══ Dataset content ══

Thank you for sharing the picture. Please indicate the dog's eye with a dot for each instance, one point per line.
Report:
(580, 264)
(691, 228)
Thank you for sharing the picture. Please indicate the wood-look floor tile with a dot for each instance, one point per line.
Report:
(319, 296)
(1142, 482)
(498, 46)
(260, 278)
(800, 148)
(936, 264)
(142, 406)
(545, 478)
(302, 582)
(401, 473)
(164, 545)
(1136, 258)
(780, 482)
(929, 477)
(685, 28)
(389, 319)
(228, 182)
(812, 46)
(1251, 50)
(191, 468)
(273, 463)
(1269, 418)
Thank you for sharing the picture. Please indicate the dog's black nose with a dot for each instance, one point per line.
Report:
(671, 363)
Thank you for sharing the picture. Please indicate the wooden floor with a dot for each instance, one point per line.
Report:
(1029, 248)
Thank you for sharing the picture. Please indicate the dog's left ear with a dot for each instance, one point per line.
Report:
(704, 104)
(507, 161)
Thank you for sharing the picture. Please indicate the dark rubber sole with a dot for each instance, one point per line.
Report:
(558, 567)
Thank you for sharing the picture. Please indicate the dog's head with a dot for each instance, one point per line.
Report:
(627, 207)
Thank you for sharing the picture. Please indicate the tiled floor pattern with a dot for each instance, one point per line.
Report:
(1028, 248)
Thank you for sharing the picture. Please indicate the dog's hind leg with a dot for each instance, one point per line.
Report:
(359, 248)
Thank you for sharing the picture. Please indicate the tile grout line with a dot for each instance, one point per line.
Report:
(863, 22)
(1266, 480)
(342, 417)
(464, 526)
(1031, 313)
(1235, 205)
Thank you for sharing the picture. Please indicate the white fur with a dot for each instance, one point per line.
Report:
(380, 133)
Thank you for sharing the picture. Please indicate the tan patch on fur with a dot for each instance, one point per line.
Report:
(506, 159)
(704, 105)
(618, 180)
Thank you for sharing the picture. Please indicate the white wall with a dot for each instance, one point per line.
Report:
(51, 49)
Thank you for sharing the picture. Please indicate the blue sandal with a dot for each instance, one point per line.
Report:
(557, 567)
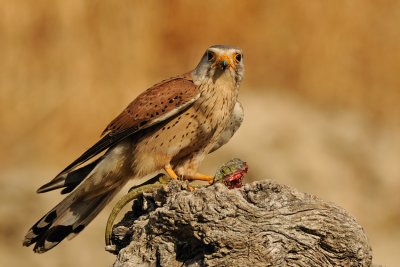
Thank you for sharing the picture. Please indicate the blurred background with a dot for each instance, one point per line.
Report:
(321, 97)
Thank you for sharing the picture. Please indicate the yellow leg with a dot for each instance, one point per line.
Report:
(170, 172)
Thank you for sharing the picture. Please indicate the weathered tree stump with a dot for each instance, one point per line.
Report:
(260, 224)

═══

What is expected: Would you write out each entry word for word and omit the images?

Task output:
Thank you for sharing the picture. Please indicate the dog's eye with a dot for each instance, one point per line.
Report:
(580, 264)
(691, 228)
Thank you for sharing the picture. Please indicate the wood-look floor tile with a dot for each instance, one point per line.
Report:
(319, 296)
(1142, 482)
(498, 46)
(260, 278)
(800, 148)
(936, 264)
(142, 406)
(545, 478)
(302, 582)
(401, 473)
(164, 545)
(1136, 258)
(780, 482)
(929, 477)
(685, 28)
(389, 319)
(228, 182)
(812, 46)
(1251, 50)
(191, 468)
(273, 463)
(1269, 418)
Thank you for sharing the picture. Please indicate the dog's black nose with a dot for each instance, one point per line.
Report:
(671, 363)
Thank you for sharing the picture. Please indicate the wooden floor with a dot for each instance, one point per line.
Report:
(1029, 248)
Thank you for sharing the picture. Please indicate the dog's left ear with a dot for each instance, one point per line.
Report:
(704, 104)
(507, 161)
Thank you for sharing the picture. Please indicate the dark rubber sole with a dot for each instance, one point per line.
Report:
(558, 567)
Thank you for sharing the picture. Please indicate the dog's head with a dot for each instance, one point per line.
Report:
(627, 207)
Thank you for sharing the picture. Please indicate the tiled floor pattern with a dot for each instance, one point per line.
Report:
(1028, 248)
Thank you for sharing the picture. Please indicate the dog's hind leg with a dot for each instance, one point per line.
Report:
(359, 248)
Thank you for sharing the picture. Please indicate the tile grout line with a dot for each instance, one point per line.
Report:
(863, 22)
(1266, 480)
(342, 417)
(464, 526)
(1031, 313)
(1235, 205)
Thank you for sharing the picture. Please indicate the white fur with a dot for each instance, one point per line.
Report:
(380, 133)
Thank you for sharing the picture. Please indicate the tan patch on fur with a dot for each instance, one point per line.
Report:
(506, 159)
(704, 105)
(618, 180)
Thank you for sharing the picture. Please indicate the white wall with a dot for each instance, one point per line.
Report:
(51, 49)
Thank you for sharing the picture. Please indicate the blue sandal with a dot for each instance, one point per line.
Report:
(557, 567)
Thank you for sharing the picture. Please indicate the blurred background with a dot for each instance, one point per line.
Report:
(321, 97)
Thank you for sharing the picture. Please indicate the yellow leg with a dot for each instance, one point per line.
Report:
(170, 172)
Thank you for sharing the picture. Please indicate the weathered tree stump with a dot for each instance, one point per line.
Report:
(260, 224)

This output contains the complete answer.